• Written task:
Render every line of the material below as a two-column Markdown table, with a row number under "No." and the line under "Text", skipping any blank lines. Leave the pictures out of the table.
------------------------
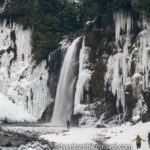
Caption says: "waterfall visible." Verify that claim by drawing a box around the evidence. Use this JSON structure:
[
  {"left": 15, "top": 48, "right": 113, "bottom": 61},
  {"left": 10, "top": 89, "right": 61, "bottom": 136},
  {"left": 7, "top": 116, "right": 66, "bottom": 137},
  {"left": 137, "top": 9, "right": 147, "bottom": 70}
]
[{"left": 52, "top": 37, "right": 81, "bottom": 124}]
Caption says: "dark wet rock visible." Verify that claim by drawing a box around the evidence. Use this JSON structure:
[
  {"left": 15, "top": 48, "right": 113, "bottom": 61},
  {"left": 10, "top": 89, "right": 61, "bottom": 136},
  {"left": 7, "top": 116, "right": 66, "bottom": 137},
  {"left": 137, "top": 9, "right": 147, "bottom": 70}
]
[
  {"left": 4, "top": 142, "right": 12, "bottom": 147},
  {"left": 96, "top": 124, "right": 106, "bottom": 128},
  {"left": 39, "top": 102, "right": 54, "bottom": 122},
  {"left": 142, "top": 88, "right": 150, "bottom": 113}
]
------------------------
• The result:
| No. | Text |
|---|---|
| 1 | Caption says: "waterfall visible." Verify that claim by drawing a box around the evidence. Use this JSON structure: |
| 2 | [ |
| 3 |   {"left": 15, "top": 48, "right": 113, "bottom": 61}, |
| 4 |   {"left": 10, "top": 89, "right": 61, "bottom": 136}, |
| 5 |   {"left": 7, "top": 116, "right": 66, "bottom": 137}, |
| 6 |   {"left": 137, "top": 9, "right": 147, "bottom": 70} |
| 7 | ] |
| 8 | [{"left": 52, "top": 37, "right": 81, "bottom": 124}] |
| 9 | Caption says: "dark wet rock visible." Verify that claim by drawing a box around the evidence. Use this JSON structure: |
| 10 | [ |
| 11 |   {"left": 15, "top": 48, "right": 113, "bottom": 61}, |
| 12 |   {"left": 10, "top": 89, "right": 61, "bottom": 136}, |
| 13 |   {"left": 7, "top": 116, "right": 66, "bottom": 137}, |
| 14 |   {"left": 137, "top": 9, "right": 147, "bottom": 70} |
| 15 | ] |
| 16 | [ |
| 17 |   {"left": 4, "top": 142, "right": 12, "bottom": 147}, |
| 18 |   {"left": 96, "top": 124, "right": 106, "bottom": 128}, |
| 19 |   {"left": 39, "top": 102, "right": 54, "bottom": 122}, |
| 20 |   {"left": 142, "top": 88, "right": 150, "bottom": 113} |
| 21 | ] |